### ESTRATTO:
Di questo passo tornerà anche la moda della Lambretta o della Trabant :-[
Ma spero proprio di no
anche perchè ormai dovremmo essere al sicuro perfino dai radical-chic.
Hai ragione, qua la si butta sempre sul tecnico.
e ci si dimentica dei motivi che danno l'unicità delle logiche di scelta.
Anzi, mi permetto di citare uno dei più bei passi di letteratura motoenduralpinistica che abbia mai letto. Se non conosci l'autore dimmelo che ti rinfresco la memoria (secondo me l'hai visto da qualche parte):
L'idea che mi hanno messo in testa parte dal concetto prettamente "regolaristico" che nella sua accezione non si può limitare solo all'impiego fuoristradistico della motocicletta ma va considerato più in generale in un modo di vivere il rapporto mentale con un mezzo che nonostante la difficoltà di gestione; di manutenzione e di guidabilità riesce a trasmettere all'uomo mediamente nato nella generazione che va dal "dopoguerra" agli "anni settanta" una sensazione di libertà e di ribellione tipica dello stile di vita che oggi abbiamo irrimediamilmente perso.
La sintesi è: se la motocicletta migliore deve essere quella "facile" non mi interessa, preferisco quella che mi fa tribolare, quella che se mi cade fatico a rialzarla, quella che magari trovo sempre una chiazza d'olio sotto; quella che ti fa soffrire ma nello stesso tempo quella che ti rende affascinante il viaggio o l'uscita domenicale o la cavalcata con gli amici.

### DATI DI ORIGINE:
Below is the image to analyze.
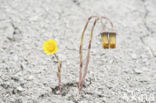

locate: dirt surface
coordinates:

### COMPITO DA SVOLGERE:
Riprendi il testo sulle motociclette difficili da guidare e mantenere, proseguendolo dopo la sua ultima frase.

### RISPOSTA AL PROBLEMA:
In questo mondo dove tutto deve essere facile, dove esiste un leader che pensa al posto tuo; dove tutto deve essere semplice, dove le difficoltà umane vengono considerate una malattia, la capacità di sopportare i guai meccanici; addirittura la gioia di soffrire e finanche la possibilità di bestemmiare per una perdita di olio ci salverà non solo dal consumismo dilagante ma ci riporterà al valore più intimo del nostro sport. Se ciò che hai letto è vero, allora ecco che si chiude l'equazione. Chi non sente l'anima della moto cerca la soluzione facile. Chi è tristemente a zero di passione addirittura cerca l'economicità in uno svago che concede a se stesso per 4 ore la settimana.
Insomma, per dirla come ti rispose un altro filosofo (
)
è una filosofia che veramente appartiene a chi è cresciuto tra gli anni 50 e i 70 (cioe anche io)
e non è il voler fare le cose difficili per far vedere che si è bravi. E' che si è cresciuti dove era difficile perfino andare a scuola (proprio nel senso di raggiungerla Shocked ) dove imparavi ad arrangiarti con quel che c'era altrimenti finivi attaccato alla gonnella di mamma, e perchè comunque altro non c'era da scegliere. Sia per divertirsi, sia per sopravvivere. magari sembrano discorsi esagerati, ma chi c'era sa.
e in questo contesto la moto, fatta com'era allora, con le gomme che aveva allora, coi telai, i motori, le sospensioni che aveva allora, era anch'essa una cosa difficile. E saperci andare significava una volta in più fare bene una cosa tosta. Significava riuscirci, venirne fuori nonostante fosse dura.
Ora, se ho capito bene, si potrebbe rapportare questo al fatto che determina, oggi come oggi, la scelta di un 4 tempi anche quando si potrebbe fare in modo di rendere tutto più semplice e mettersi sotto le chiappe 20 chili in meno, meno pezzi su cui far manutenzione, e per finire un qualcosa che è decisamente più facile da gestire quando il gioco si fa duro.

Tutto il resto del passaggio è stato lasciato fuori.